━━ Excerpted passage ━━
No, you didn’t misread the title. It didn’t slip by the editing team as a glaring mistake. For opportunity-solving is both a process and an art that dramatically increases the likelihood of success in selling to and serving major accounts.
Let’s begin by thinking about brainstorming, the well-known creative problem-solving technique that takes many different forms. Its genesis is credited to a US advertising executive, Alex Osborn, whose books, Applied Imagination and Think Up, detailed the teaming approach he used to win business with clients like Goodrich, General Electric, Chrysler and DuPont. He figured out that in maneuvering through the swamp of problems in winning and growing enterprise accounts, having a creative process would be a significant competitive advantage. As he often said about collaboration in problem-solving, “It’s easier to tone down a wild idea than to think up a new one!”. How can you not love that thinking?
Of course, in today’s collaborative world, the team selling that’s so fundamental in working with major accounts, sets the stage for group problem-solving. That’s fortunate, because enterprise clients have a right to expect that you address their issues quickly. And since major accounts typically account for 80% of a selling organization’s business, they’ve earned that right.
But solving problems is just one of the challenges in selling to and serving major accounts. For they are vast ecosystems of opportunity – fertile fields of moist, rich soil. With a successful track record of delivery and, yes, responsive problem-solving, you earn the right to plant the seeds of growth in that soil. Enterprise accounts are marketplaces in and of themselves and most selling teams build and follow expansion strategies. Not all focus on account growth, though, as some do a disservice to the time and effort expended to win the business in the first place. And the disservice applies to the entire selling organization and its stakeholders, who depend on the growth of revenue and profits. And what of the sales team members whose compensation is directly connected to growth? The impact on them is very personal. But the biggest loser if you don’t make every effort to grow a major account? It’s the account itself. For remember, they chose you among other quality alternatives, investing in you as their partner. And now they depend on you to provide increasing value by going deep and wide in their ecosystem with your portfolio of offerings. They didn’t choose you as a one-off. That’s the credo, the enterprise selling mindset – business expansion through value growth. If you play in this space, it must be your mindset as well. In fact, it’s your duty.
Sure, there are obstacles. There’s the dreaded hand-off, sometimes executed well through seamless, teamwork after the win. But some organizations follow the “detach with an ax” strategy, with sales departing to slay the next dragon while service focuses solely on deliverables. No value growth. No business growth. Darwin always gets the last word. It’s Natural Selection. Organisms better adapted to their environments survive and produce offspring. Those not adapted, in the world of major accounts, are simply replaced by the competition. Often very quickly.
Earlier, I mentioned duty. How can brainstorming help you fulfill it to your most important accounts? By facilitating that creative focus not only on problems but on opportunities. All the typical brainstorming guidelines apply – session structure, rapid development, invested parties, supportive environments, etc. But in addition to brainstorming problems like “How to recover from the failed integration project”, effective teams attack opportunities like “How to grow our business outside the development project”.
━━━
● **Exercises to complete**
A) Duplicate the stretch of the article on selling to major accounts from "Let’s begin by" through "love that thinking?".
B) Summarize the article on selling to major accounts in two sentences.
━━ Data provided ━━
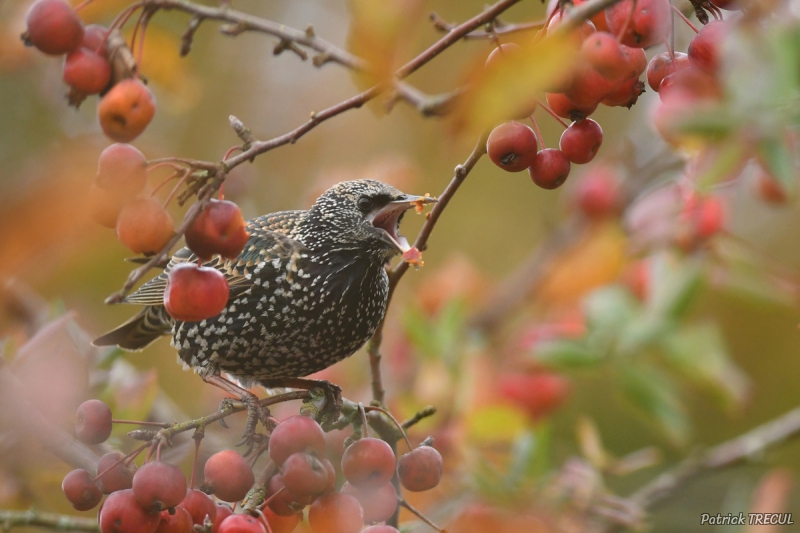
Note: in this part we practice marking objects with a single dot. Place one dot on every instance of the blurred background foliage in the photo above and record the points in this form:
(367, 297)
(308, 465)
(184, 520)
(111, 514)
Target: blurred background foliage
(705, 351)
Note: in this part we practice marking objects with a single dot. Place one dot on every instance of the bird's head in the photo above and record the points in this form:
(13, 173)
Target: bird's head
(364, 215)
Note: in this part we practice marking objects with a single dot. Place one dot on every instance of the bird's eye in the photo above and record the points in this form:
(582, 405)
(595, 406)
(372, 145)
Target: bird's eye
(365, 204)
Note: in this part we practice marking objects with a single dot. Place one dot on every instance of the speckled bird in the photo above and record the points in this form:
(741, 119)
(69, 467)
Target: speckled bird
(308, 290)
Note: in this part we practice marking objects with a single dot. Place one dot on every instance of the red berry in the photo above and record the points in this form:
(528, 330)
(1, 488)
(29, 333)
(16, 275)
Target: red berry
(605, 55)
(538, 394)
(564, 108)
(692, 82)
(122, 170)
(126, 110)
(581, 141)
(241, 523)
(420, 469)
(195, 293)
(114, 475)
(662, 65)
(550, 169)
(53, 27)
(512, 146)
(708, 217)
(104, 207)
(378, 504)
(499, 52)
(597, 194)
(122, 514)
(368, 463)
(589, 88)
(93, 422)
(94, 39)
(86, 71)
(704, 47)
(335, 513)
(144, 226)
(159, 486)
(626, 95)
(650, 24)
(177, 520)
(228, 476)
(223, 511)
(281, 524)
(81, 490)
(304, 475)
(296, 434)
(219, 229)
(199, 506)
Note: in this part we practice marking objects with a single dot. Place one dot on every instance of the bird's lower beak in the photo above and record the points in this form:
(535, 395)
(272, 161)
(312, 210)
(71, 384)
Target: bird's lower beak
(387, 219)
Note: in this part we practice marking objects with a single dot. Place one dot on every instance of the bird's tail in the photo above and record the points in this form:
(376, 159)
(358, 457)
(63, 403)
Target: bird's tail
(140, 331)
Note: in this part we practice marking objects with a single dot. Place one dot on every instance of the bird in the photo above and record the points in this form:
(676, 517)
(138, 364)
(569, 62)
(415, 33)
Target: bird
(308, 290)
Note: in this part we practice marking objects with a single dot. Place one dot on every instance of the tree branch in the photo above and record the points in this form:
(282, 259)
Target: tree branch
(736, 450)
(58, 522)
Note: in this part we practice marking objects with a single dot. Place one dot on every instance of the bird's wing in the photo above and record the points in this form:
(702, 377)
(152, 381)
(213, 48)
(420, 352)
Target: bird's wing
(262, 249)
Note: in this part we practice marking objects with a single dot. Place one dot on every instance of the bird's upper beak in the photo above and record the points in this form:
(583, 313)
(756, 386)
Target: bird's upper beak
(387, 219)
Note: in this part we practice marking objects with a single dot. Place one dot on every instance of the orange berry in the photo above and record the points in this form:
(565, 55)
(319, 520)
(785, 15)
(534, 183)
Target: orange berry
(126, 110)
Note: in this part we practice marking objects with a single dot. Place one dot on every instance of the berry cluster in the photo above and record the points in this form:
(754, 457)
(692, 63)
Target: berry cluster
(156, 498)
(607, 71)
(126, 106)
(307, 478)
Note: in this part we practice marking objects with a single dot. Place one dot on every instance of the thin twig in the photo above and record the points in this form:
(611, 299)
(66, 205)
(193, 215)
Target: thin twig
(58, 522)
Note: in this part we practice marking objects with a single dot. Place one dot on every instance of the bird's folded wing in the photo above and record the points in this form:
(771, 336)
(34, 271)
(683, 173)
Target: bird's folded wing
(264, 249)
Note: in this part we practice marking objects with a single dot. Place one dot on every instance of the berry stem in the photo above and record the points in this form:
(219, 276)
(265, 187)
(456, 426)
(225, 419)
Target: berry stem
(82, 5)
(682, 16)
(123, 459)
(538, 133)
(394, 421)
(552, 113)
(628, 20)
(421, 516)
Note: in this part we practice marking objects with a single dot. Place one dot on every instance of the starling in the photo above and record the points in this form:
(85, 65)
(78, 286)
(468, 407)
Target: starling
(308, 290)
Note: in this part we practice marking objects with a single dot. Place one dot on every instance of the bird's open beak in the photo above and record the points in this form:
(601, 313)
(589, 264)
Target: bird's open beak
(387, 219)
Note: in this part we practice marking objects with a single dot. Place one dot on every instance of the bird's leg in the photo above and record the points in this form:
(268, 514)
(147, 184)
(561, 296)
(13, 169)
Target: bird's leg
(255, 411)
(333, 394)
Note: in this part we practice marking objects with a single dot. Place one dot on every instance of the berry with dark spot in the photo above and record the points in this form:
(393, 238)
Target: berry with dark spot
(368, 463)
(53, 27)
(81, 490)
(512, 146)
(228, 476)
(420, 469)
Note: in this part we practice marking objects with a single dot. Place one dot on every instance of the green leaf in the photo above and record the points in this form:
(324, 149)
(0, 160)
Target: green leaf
━━━
● **Answers**
A)
Let’s begin by thinking about brainstorming, the well-known creative problem-solving technique that takes many different forms. Its genesis is credited to a US advertising executive, Alex Osborn, whose books, Applied Imagination and Think Up, detailed the teaming approach he used to win business with clients like Goodrich, General Electric, Chrysler and DuPont. He figured out that in maneuvering through the swamp of problems in winning and growing enterprise accounts, having a creative process would be a significant competitive advantage. As he often said about collaboration in problem-solving, “It’s easier to tone down a wild idea than to think up a new one!”. How can you not love that thinking?

B) Brainstorming, a creative problem-solving technique credited to advertising executive Alex Osborn, suits the team selling used with major accounts, which sets the stage for group problem-solving. Beyond solving problems, teams have a duty to grow these accounts, so effective teams brainstorm opportunities as well as problems.